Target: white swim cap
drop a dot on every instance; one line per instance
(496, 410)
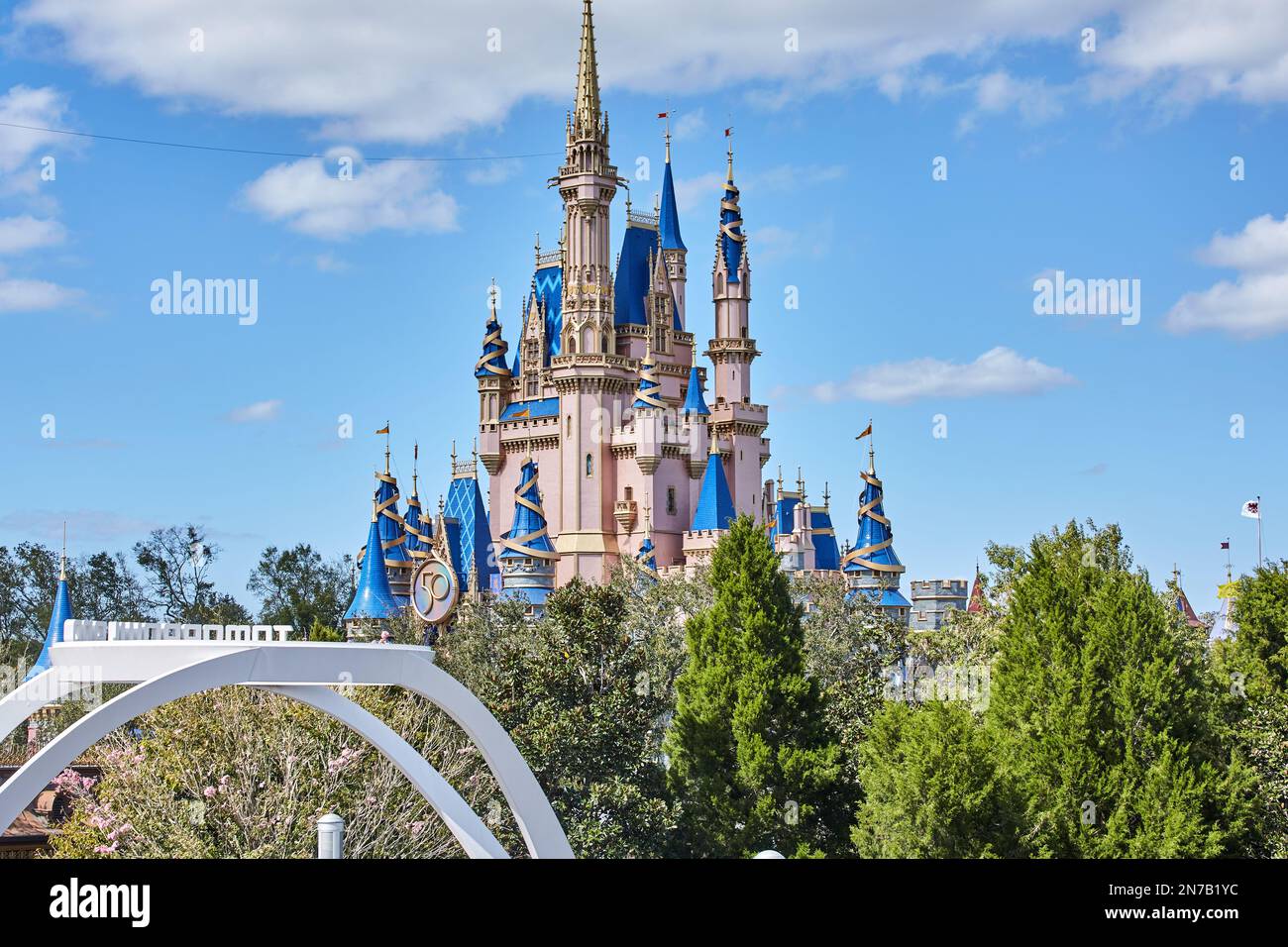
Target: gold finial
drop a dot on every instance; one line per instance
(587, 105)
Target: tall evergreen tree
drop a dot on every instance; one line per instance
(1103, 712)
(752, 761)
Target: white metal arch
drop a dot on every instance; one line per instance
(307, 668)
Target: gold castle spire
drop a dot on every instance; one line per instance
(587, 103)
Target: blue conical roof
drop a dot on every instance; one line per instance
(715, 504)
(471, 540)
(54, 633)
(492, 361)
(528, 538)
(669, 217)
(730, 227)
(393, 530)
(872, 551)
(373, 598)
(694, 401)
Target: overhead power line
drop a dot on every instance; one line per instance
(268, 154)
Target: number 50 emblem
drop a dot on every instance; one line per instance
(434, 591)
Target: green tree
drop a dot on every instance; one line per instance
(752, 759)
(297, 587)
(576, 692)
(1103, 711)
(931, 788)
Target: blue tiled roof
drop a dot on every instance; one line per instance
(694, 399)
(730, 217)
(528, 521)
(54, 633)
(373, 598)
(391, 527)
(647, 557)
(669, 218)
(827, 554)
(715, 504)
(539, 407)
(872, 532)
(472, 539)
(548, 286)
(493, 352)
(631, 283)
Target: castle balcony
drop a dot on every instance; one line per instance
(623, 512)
+ + +
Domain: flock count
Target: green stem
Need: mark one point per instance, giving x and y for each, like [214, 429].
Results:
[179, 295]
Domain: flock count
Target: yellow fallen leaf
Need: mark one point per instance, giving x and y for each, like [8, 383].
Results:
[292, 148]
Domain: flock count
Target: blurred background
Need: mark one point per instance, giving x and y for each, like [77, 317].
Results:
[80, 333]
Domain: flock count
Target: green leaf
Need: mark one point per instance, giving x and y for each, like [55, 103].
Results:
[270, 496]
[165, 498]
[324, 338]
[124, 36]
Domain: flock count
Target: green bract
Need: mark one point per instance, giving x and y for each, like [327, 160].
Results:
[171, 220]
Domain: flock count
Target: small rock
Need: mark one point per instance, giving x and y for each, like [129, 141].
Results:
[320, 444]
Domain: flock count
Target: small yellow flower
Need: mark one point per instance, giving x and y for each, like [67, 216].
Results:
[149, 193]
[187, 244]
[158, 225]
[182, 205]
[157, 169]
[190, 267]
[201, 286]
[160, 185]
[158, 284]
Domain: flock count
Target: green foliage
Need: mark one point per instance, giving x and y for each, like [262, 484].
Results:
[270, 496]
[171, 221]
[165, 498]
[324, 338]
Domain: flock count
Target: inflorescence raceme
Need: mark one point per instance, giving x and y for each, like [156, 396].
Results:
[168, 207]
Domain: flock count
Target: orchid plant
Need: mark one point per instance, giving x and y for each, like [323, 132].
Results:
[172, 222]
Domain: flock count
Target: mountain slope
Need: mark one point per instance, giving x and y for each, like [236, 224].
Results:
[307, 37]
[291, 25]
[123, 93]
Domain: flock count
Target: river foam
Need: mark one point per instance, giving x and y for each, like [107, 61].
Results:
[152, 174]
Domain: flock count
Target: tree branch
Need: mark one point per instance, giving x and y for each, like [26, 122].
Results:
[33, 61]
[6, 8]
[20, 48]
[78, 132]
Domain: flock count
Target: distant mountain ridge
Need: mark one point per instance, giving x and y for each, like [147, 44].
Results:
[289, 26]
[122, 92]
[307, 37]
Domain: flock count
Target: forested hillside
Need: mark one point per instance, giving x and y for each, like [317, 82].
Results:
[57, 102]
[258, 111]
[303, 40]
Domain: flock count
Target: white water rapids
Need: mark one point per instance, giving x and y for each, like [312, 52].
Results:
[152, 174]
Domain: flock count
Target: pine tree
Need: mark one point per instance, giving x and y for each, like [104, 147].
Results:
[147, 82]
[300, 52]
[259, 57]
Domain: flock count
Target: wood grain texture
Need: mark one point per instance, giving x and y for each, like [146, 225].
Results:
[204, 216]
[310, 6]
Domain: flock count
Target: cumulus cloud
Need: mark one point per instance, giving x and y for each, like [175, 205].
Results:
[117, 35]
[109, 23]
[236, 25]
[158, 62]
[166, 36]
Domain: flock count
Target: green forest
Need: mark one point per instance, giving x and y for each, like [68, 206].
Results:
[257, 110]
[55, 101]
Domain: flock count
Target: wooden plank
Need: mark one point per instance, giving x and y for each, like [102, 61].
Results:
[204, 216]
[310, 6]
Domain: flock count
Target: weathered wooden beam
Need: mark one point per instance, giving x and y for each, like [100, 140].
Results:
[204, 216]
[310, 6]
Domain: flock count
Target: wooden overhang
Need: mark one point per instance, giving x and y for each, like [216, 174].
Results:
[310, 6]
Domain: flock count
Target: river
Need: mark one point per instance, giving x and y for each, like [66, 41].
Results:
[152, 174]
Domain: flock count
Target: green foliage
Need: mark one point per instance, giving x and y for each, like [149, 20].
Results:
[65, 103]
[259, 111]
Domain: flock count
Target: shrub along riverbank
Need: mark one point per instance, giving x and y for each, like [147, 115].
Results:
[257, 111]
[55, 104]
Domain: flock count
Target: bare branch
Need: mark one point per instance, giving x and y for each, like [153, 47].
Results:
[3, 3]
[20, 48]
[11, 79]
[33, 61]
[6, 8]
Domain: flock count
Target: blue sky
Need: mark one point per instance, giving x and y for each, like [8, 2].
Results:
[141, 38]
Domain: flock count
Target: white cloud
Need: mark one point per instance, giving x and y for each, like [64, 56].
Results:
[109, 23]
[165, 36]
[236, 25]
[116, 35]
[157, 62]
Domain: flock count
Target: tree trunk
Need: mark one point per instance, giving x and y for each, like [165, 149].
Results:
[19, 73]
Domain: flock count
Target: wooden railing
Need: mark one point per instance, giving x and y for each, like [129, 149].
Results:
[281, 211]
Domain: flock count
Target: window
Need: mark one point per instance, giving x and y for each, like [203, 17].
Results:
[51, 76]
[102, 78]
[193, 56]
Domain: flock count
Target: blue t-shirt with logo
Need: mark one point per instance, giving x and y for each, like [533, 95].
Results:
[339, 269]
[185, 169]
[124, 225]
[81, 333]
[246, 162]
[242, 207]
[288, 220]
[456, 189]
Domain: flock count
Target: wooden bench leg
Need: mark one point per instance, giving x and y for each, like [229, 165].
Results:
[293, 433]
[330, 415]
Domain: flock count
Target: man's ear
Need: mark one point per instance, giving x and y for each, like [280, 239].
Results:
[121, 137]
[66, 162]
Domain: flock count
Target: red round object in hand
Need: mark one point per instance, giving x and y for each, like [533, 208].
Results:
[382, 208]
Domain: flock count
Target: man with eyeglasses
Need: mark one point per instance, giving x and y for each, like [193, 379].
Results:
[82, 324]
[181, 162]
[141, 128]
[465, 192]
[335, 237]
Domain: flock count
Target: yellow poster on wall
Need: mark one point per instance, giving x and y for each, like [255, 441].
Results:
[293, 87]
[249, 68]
+ + +
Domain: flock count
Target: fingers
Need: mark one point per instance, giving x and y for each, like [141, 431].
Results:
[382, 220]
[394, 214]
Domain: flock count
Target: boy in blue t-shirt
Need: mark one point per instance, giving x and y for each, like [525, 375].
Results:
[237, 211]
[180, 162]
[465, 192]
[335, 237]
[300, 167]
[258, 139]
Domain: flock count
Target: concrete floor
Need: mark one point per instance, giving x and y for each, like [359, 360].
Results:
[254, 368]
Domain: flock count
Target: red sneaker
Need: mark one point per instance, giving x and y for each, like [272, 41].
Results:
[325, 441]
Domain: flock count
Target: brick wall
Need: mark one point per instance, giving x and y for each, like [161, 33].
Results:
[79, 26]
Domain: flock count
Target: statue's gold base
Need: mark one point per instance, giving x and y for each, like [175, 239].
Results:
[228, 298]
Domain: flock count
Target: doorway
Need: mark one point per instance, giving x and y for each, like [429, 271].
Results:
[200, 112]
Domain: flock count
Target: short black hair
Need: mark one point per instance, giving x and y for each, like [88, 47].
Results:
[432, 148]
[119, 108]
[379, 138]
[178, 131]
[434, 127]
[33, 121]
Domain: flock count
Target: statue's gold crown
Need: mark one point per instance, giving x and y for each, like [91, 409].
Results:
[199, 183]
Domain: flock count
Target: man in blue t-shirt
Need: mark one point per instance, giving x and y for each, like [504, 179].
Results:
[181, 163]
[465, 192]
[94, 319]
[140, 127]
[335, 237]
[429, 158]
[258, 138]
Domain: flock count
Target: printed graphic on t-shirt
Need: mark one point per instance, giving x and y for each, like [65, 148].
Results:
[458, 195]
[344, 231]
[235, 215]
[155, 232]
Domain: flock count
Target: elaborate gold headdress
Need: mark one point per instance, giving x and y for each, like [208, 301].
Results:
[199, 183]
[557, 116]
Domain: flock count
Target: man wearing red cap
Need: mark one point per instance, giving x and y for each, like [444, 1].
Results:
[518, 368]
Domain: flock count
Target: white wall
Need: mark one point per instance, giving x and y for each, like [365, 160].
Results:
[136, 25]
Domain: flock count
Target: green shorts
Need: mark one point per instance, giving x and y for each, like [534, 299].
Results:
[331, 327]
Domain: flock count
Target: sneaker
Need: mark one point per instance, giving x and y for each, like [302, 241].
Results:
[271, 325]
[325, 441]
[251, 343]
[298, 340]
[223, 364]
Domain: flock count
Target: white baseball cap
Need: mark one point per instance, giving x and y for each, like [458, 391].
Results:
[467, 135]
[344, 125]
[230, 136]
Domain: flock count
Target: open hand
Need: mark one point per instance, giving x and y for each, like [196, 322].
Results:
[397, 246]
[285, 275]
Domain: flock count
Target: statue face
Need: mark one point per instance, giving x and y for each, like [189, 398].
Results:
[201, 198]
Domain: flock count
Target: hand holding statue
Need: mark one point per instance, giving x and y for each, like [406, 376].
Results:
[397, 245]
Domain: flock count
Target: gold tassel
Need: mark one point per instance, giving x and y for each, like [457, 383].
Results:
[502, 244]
+ + +
Write out every line of the preceding listing that contains "branch".

◆ **Written reply**:
Target: tree branch
Target: bare branch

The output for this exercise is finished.